### Task brief
Collect every line below that contains the string "woman".

### Supplied data
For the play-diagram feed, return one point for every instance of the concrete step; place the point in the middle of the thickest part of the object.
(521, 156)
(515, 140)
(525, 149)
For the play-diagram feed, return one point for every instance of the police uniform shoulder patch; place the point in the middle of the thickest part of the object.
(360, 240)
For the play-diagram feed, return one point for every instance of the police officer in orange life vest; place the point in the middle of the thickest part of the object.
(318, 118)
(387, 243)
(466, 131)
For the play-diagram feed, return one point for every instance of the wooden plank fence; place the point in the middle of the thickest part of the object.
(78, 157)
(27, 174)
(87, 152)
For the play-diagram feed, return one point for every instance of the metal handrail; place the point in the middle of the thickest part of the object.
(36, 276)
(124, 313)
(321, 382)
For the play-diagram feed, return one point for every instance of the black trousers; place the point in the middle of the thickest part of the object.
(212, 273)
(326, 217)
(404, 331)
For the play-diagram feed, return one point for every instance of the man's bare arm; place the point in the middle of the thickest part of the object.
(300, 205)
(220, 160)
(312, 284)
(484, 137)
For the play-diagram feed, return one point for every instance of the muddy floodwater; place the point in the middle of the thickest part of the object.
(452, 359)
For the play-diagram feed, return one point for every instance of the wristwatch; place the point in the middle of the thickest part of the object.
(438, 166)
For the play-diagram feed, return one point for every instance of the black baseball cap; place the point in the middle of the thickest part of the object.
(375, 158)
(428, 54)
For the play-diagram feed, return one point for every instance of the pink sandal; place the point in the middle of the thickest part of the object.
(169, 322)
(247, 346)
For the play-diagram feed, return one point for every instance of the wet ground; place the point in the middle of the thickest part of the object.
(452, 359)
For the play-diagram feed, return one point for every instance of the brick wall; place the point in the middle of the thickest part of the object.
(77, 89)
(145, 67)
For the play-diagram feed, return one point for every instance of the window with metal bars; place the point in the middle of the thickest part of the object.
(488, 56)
* * *
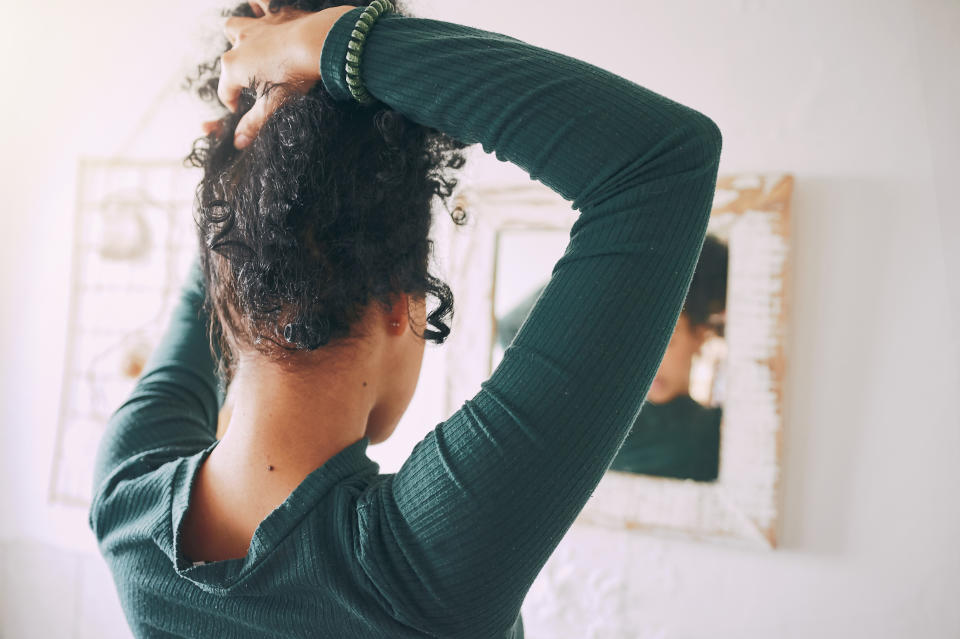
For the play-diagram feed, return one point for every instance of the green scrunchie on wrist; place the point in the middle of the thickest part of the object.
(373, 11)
==
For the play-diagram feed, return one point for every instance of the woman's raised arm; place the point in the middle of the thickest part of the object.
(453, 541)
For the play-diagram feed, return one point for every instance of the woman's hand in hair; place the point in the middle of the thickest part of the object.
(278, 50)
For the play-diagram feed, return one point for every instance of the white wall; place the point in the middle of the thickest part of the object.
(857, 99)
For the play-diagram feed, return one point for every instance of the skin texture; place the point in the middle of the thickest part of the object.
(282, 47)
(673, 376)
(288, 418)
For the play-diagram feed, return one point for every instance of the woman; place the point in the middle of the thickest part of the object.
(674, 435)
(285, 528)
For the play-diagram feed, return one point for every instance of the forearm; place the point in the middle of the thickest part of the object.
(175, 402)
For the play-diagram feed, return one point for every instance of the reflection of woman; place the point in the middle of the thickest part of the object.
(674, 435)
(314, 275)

### Written reply
For the play-diagram feed, return one point for every instance of the woman's raised arm; place the point in the middle of the thickest part of the object.
For the play-diagram feed, return one point for every instance of the woman's hand in hair; place the point in the middle of the thickest part of the object.
For the play-diagram feed, return one point for every instance of the woman; place the point in the middle of the thickest part of the object.
For the play-diagram feed, return one point for every instance of the reflection of woman; place the point in the middle of the thickest part of the object.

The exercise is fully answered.